The problem: Rewrite every line from the one containing "Can you see the green" through the end of the rows, requests included, and output only those lines. Scale each point coordinate in the answers by 0.3, rounding to whole numbers with halves going up.

[A run of rows]
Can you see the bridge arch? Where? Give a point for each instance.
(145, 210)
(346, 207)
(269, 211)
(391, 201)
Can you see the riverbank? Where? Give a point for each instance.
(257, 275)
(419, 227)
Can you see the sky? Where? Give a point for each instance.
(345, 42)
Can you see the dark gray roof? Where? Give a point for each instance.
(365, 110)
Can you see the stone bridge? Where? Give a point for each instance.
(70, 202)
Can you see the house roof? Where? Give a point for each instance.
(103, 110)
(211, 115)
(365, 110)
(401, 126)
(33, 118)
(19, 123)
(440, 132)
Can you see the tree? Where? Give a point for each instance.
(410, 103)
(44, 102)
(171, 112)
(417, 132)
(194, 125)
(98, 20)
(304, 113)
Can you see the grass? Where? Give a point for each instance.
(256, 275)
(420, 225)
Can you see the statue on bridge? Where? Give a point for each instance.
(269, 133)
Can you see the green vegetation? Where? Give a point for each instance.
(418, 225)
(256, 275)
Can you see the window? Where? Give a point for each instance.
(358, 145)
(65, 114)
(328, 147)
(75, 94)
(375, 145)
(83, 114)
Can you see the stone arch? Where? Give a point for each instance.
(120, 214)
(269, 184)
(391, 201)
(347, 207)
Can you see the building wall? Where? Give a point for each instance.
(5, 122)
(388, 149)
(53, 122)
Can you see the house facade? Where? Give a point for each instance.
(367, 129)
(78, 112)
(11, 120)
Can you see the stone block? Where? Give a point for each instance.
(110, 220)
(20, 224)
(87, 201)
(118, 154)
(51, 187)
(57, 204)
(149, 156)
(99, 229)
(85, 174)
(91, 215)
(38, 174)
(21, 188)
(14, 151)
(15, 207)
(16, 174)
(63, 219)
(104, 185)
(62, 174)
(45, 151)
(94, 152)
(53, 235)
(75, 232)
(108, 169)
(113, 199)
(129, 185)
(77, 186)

Task answer:
Can you see the green vegetation? Where? Give a point for each instance.
(125, 68)
(77, 83)
Can you see the window? Where? Give a point for each instance.
(107, 44)
(20, 34)
(98, 44)
(23, 28)
(113, 44)
(25, 34)
Can you see the stone arch? Where? Give a point for each instance.
(36, 64)
(81, 55)
(117, 60)
(104, 62)
Can you see the building wall? Where? Give a point for each instance.
(2, 37)
(116, 45)
(16, 37)
Can you see the house facade? Where? Give a point for each instance.
(110, 39)
(23, 34)
(3, 36)
Can you see the stone block? Where? Give a point for each instance.
(33, 66)
(6, 67)
(26, 60)
(35, 46)
(15, 56)
(17, 61)
(45, 47)
(30, 69)
(26, 52)
(27, 65)
(11, 52)
(6, 56)
(4, 45)
(5, 62)
(5, 52)
(19, 66)
(31, 56)
(19, 52)
(14, 45)
(28, 46)
(16, 71)
(23, 70)
(32, 51)
(34, 60)
(39, 56)
(23, 56)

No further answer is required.